◆ **Übungstext**:
○ ○ ○ ○ ○ ○ ○

15        Dem Vorabentscheidungsersuchen ist zu entnehmen, dass sich nach der genannten Vorschrift nicht operative Unternehmen ein in ihrer Erklärung ausgewiesenes Mehrwertsteuerguthaben, das sich u. a. aus einem abzugsfähigen Mehrwertsteuerbetrag ergibt, der die vereinnahmte Mehrwertsteuer übersteigt, nicht erstatten lassen können. Auch eine Verrechnung oder Übertragung dieses Guthabens scheide aus. Das Guthaben könne dann auf die für die folgenden Besteuerungszeiträume geschuldete Mehrwertsteuer angerechnet werden. Erziele ein nicht operatives Unternehmen jedoch in drei aufeinanderfolgenden Besteuerungszeiträumen keine für die Zwecke der Mehrwertsteuer relevanten Umsätze mindestens in Höhe der genannten Einnahmeschwelle, könne das Guthaben nicht mehr vorgetragen werden. Das Unternehmen verliere damit das Recht auf Vorsteuerabzug.

16        Unter diesen Umständen fragt sich das vorlegende Gericht erstens, ob einem Unternehmen, das für die Zwecke der Mehrwertsteuer relevante Umsätze bewirkt, ohne jedoch die in der in Rede stehenden italienischen Regelung vorgesehene Einnahmeschwelle zu erreichen, die Eigenschaft als Steuerpflichtiger und damit das Recht auf Vorsteuerabzug versagt werden kann, wenn dieses Unternehmen nicht nachweist, dass objektive Umstände die Erzielung von über diesem Schwellenwert liegenden Einnahmen unmöglich gemacht haben. Das Gericht hegt insoweit Zweifel an der Vereinbarkeit einer solchen Praxis mit Art. 9 Abs. 1 der Mehrwertsteuerrichtlinie, dem im Wesentlichen zu entnehmen ist, dass sich die Eigenschaft als Steuerpflichtiger daraus ergibt, dass das Rechtssubjekt, das sich auf diese Eigenschaft beruft, eine wirtschaftliche Tätigkeit ausübt.

○ ○ ○ ○ ○ ○ ○

◆ **Arbeitsauftrag A**:
Welches Recht verliert ein nicht operatives Unternehmen laut dem Übungstext, wenn sein Mehrwertsteuerguthaben nicht mehr vorgetragen werden kann?

◆ **Datensätze**:
○ ○ ○ ○ ○ ○ ○

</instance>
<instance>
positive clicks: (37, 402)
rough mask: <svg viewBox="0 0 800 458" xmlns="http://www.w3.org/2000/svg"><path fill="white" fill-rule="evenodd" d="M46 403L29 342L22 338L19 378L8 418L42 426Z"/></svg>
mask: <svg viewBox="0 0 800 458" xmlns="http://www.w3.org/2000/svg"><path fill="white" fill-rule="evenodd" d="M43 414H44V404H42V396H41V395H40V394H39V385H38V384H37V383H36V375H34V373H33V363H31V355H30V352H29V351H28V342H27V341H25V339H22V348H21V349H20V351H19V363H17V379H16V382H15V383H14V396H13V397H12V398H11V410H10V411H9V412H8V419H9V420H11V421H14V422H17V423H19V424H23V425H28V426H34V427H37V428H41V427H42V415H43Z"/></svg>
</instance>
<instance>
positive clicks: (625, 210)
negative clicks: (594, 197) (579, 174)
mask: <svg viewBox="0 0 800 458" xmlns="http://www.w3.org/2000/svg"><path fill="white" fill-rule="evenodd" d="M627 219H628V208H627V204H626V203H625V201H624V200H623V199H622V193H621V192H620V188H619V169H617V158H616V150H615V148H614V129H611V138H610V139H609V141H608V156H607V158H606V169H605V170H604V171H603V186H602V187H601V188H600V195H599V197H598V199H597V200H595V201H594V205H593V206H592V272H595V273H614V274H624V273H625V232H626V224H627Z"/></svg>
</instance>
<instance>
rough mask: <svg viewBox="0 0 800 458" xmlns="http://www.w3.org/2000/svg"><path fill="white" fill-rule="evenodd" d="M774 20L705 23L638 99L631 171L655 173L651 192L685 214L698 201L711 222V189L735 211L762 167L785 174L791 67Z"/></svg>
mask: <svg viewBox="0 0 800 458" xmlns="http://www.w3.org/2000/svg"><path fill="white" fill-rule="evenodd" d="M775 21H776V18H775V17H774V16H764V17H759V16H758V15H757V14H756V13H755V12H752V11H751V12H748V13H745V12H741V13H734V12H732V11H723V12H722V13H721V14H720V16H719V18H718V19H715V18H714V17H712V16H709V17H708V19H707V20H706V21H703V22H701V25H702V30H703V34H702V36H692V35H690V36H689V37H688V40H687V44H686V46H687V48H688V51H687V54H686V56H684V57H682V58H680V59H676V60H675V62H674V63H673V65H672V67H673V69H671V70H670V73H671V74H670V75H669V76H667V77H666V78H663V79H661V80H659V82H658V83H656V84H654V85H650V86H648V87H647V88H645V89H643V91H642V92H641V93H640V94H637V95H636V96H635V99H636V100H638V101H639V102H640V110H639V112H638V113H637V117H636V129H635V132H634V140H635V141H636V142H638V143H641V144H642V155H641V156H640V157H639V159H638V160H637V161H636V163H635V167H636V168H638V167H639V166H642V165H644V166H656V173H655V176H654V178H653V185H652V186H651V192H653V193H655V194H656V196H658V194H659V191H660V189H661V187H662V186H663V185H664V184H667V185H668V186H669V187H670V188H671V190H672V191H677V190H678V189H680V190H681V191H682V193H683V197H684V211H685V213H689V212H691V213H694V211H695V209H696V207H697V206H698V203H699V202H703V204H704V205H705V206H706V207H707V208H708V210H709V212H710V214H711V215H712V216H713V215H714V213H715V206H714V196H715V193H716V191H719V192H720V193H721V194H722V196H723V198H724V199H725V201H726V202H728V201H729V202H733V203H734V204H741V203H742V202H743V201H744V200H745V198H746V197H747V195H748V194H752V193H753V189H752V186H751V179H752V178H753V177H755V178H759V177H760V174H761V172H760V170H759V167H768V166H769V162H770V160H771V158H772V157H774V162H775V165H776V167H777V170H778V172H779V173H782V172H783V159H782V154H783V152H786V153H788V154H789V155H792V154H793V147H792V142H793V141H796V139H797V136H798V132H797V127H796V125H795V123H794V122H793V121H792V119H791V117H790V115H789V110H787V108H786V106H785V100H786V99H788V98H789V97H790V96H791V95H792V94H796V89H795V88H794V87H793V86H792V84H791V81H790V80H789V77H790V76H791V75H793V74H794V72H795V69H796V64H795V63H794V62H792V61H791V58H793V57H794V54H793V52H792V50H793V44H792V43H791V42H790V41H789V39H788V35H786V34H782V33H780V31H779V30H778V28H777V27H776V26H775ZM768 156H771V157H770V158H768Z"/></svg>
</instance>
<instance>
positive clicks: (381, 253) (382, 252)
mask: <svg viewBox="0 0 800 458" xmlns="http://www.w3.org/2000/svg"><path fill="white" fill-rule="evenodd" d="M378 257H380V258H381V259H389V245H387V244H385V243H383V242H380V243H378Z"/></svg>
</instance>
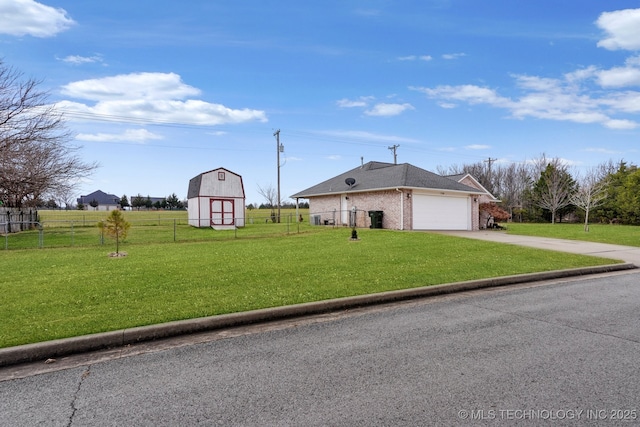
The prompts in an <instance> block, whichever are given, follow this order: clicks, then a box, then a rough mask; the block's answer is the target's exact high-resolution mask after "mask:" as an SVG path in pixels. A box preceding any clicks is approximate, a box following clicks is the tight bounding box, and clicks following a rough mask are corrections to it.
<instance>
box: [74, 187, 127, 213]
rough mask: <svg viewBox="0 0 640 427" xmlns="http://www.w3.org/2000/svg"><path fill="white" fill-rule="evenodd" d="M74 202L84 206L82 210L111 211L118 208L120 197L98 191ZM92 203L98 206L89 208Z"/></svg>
mask: <svg viewBox="0 0 640 427" xmlns="http://www.w3.org/2000/svg"><path fill="white" fill-rule="evenodd" d="M76 201H77V203H78V205H80V204H82V205H83V206H84V210H96V211H111V210H114V209H119V208H120V197H118V196H116V195H114V194H107V193H105V192H104V191H100V190H98V191H94V192H93V193H91V194H87V195H86V196H80V197H78V198H77V199H76ZM94 202H95V203H97V204H98V205H97V206H96V207H93V206H91V205H92V204H94Z"/></svg>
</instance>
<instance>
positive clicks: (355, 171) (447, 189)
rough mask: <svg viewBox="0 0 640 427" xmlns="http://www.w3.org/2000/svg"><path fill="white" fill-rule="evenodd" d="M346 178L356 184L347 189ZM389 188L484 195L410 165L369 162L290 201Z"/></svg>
mask: <svg viewBox="0 0 640 427" xmlns="http://www.w3.org/2000/svg"><path fill="white" fill-rule="evenodd" d="M347 178H353V179H354V180H355V183H354V184H353V185H348V184H347V182H346V180H347ZM390 188H413V189H416V188H424V189H434V190H449V191H460V192H466V193H476V194H479V193H482V192H481V191H479V190H477V189H475V188H472V187H469V186H466V185H464V184H461V183H459V182H457V181H455V180H452V179H449V178H446V177H443V176H441V175H438V174H435V173H433V172H429V171H427V170H424V169H421V168H418V167H416V166H413V165H410V164H409V163H402V164H394V163H383V162H369V163H365V164H364V165H362V166H360V167H358V168H355V169H352V170H350V171H347V172H345V173H342V174H340V175H338V176H335V177H333V178H331V179H328V180H326V181H324V182H321V183H320V184H317V185H314V186H313V187H310V188H307V189H306V190H303V191H301V192H299V193H296V194H294V195H293V196H291V197H292V198H307V197H310V196H320V195H327V194H340V193H348V192H361V191H376V190H384V189H390Z"/></svg>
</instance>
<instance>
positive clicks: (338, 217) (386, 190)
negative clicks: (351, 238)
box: [291, 162, 497, 230]
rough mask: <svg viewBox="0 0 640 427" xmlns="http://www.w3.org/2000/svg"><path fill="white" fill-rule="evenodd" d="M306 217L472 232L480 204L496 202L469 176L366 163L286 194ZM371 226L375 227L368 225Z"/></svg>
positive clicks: (381, 162) (410, 228)
mask: <svg viewBox="0 0 640 427" xmlns="http://www.w3.org/2000/svg"><path fill="white" fill-rule="evenodd" d="M291 197H292V198H294V199H296V201H299V199H308V200H309V216H310V221H311V222H312V223H314V224H318V225H319V224H335V225H347V226H354V225H355V226H357V227H371V226H372V224H373V223H375V222H376V221H377V218H379V217H378V215H379V216H381V218H382V222H381V228H389V229H394V230H478V229H480V226H481V224H483V223H482V222H481V218H480V208H479V206H480V203H484V202H496V201H497V199H496V198H495V197H494V196H493V195H491V194H490V193H489V192H488V191H487V190H486V189H485V188H484V187H482V185H480V184H479V183H478V181H477V180H476V179H474V178H473V177H472V176H471V175H468V174H466V175H455V176H442V175H438V174H435V173H433V172H429V171H427V170H424V169H421V168H418V167H416V166H413V165H410V164H408V163H403V164H393V163H382V162H369V163H365V164H363V165H361V166H360V167H358V168H355V169H352V170H350V171H347V172H345V173H343V174H340V175H338V176H336V177H333V178H331V179H328V180H326V181H324V182H321V183H320V184H317V185H314V186H313V187H310V188H307V189H306V190H303V191H300V192H298V193H296V194H294V195H292V196H291ZM374 228H378V227H377V226H376V225H374Z"/></svg>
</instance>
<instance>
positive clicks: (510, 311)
mask: <svg viewBox="0 0 640 427" xmlns="http://www.w3.org/2000/svg"><path fill="white" fill-rule="evenodd" d="M639 284H640V273H637V272H632V273H629V272H625V273H616V274H612V275H603V276H600V277H597V278H586V279H567V280H564V281H560V282H554V283H544V284H540V283H537V284H526V285H519V286H513V287H508V288H497V289H486V290H481V291H473V292H464V293H460V294H453V295H447V296H441V297H435V298H429V299H424V300H420V301H412V302H409V303H401V304H394V305H389V306H384V307H376V308H370V309H367V310H356V311H353V312H348V313H343V314H340V315H333V316H328V317H327V316H325V317H324V318H322V317H320V318H315V319H306V320H296V321H294V322H290V323H289V324H280V325H279V326H277V327H272V328H266V329H265V328H264V327H262V328H260V327H257V328H256V330H254V331H251V330H248V329H244V330H243V331H241V332H239V333H236V334H234V333H233V332H232V331H230V332H228V333H227V334H218V336H217V337H216V338H215V339H213V341H209V342H202V343H198V344H192V345H181V346H178V347H175V348H171V346H168V348H165V349H163V350H161V351H150V352H149V353H145V354H139V355H136V356H132V357H124V358H114V359H110V358H109V357H105V358H103V359H101V360H100V361H98V360H95V361H93V362H92V361H90V360H88V361H85V362H84V363H86V364H85V365H80V366H76V367H70V368H68V369H65V370H59V371H54V372H49V373H43V374H39V375H33V376H27V377H25V378H20V379H12V380H6V381H1V382H0V425H3V426H5V425H6V426H34V425H46V426H178V425H180V426H187V425H208V426H209V425H224V426H234V425H239V426H253V425H256V426H302V425H304V426H309V425H310V426H314V425H322V426H326V425H331V426H342V425H344V426H404V425H406V426H420V425H448V426H450V425H474V424H475V425H479V424H506V425H540V424H544V425H547V424H551V423H559V424H561V425H567V424H569V425H583V424H592V425H619V424H620V425H636V424H639V423H640V421H639V418H640V413H639V411H640V370H639V369H638V366H639V365H640V363H639V362H640V310H638V307H639V306H640V286H638V285H639ZM233 335H235V336H233ZM183 344H184V343H183ZM625 420H626V421H625Z"/></svg>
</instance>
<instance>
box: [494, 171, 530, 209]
mask: <svg viewBox="0 0 640 427" xmlns="http://www.w3.org/2000/svg"><path fill="white" fill-rule="evenodd" d="M496 176H497V177H498V182H499V191H498V194H496V196H498V197H499V198H500V199H501V200H502V203H503V205H504V206H505V207H506V208H507V209H508V210H509V213H510V214H511V218H513V213H514V209H515V208H522V206H523V201H524V195H525V193H526V191H527V190H528V189H529V188H531V182H532V180H531V172H530V168H529V167H527V164H526V163H511V164H509V165H507V166H504V167H499V168H498V171H497V172H496Z"/></svg>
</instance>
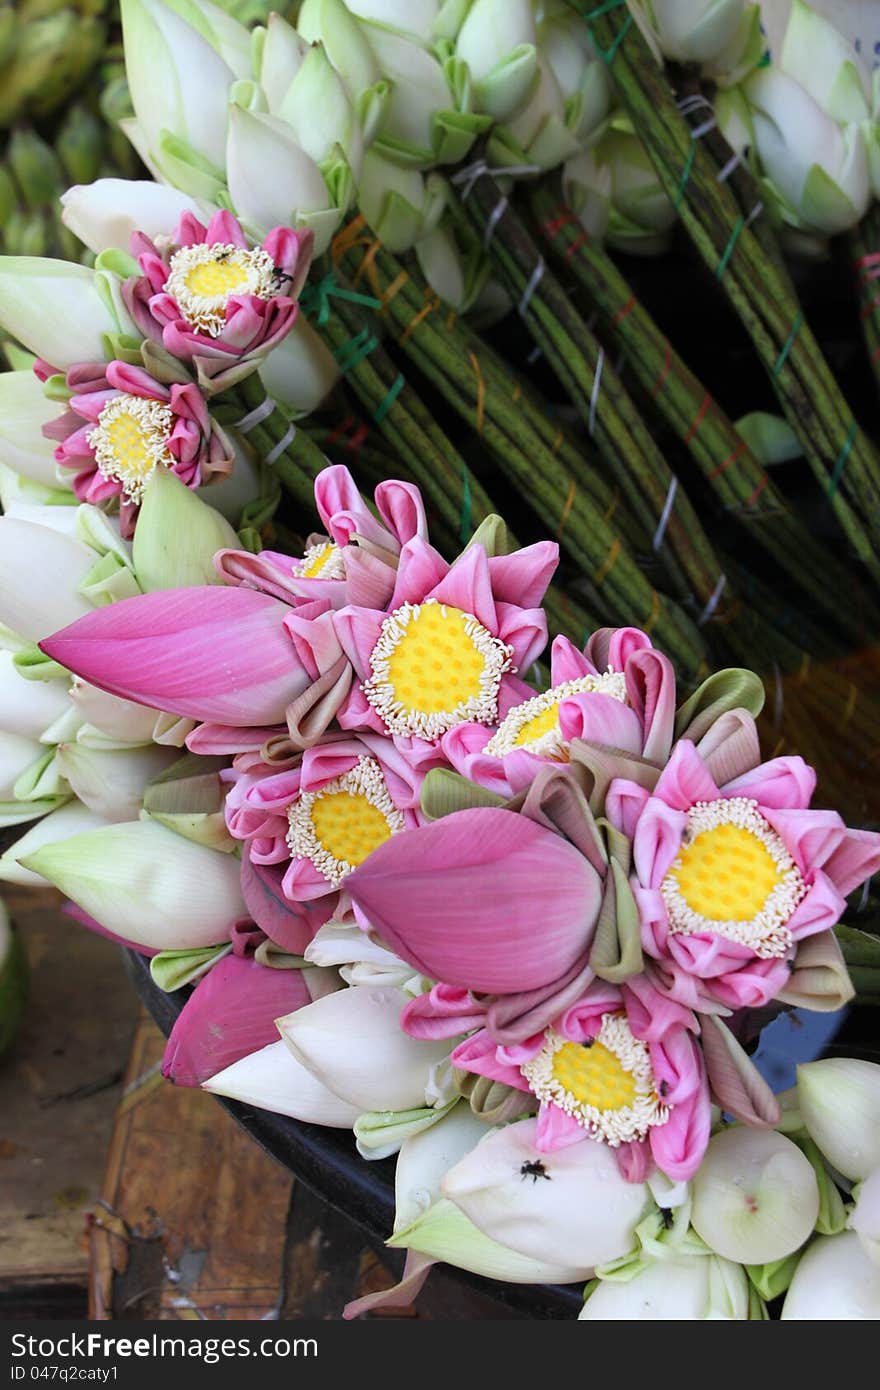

○ ○ ○ ○ ○ ○ ○

◆ **Arbeitsauftrag B**:
Geben Sie jede Zeile der Datensätze zurück, in der die Zeichenfolge "clicks" vorkommt, wobei Groß- und Kleinschreibung zu beachten ist.

◆ **Antwort A**:
Das Recht auf Vorsteuerabzug.

◆ **Antwort B**:
positive clicks: (37, 402)
positive clicks: (625, 210)
negative clicks: (594, 197) (579, 174)
positive clicks: (381, 253) (382, 252)
The prompts in an <instance> block, whichever are given, follow this order: clicks, then a box, then a rough mask; the block's answer is the target's exact high-resolution mask after "mask:" as an SVG path in pixels. A box preceding any clicks is approximate, a box following clicks is the tight bounding box, and clicks following a rough mask are corrections to it.
positive clicks: (355, 171) (447, 189)
positive clicks: (338, 217) (386, 190)
negative clicks: (351, 238)
positive clicks: (381, 162) (410, 228)
positive clicks: (510, 311)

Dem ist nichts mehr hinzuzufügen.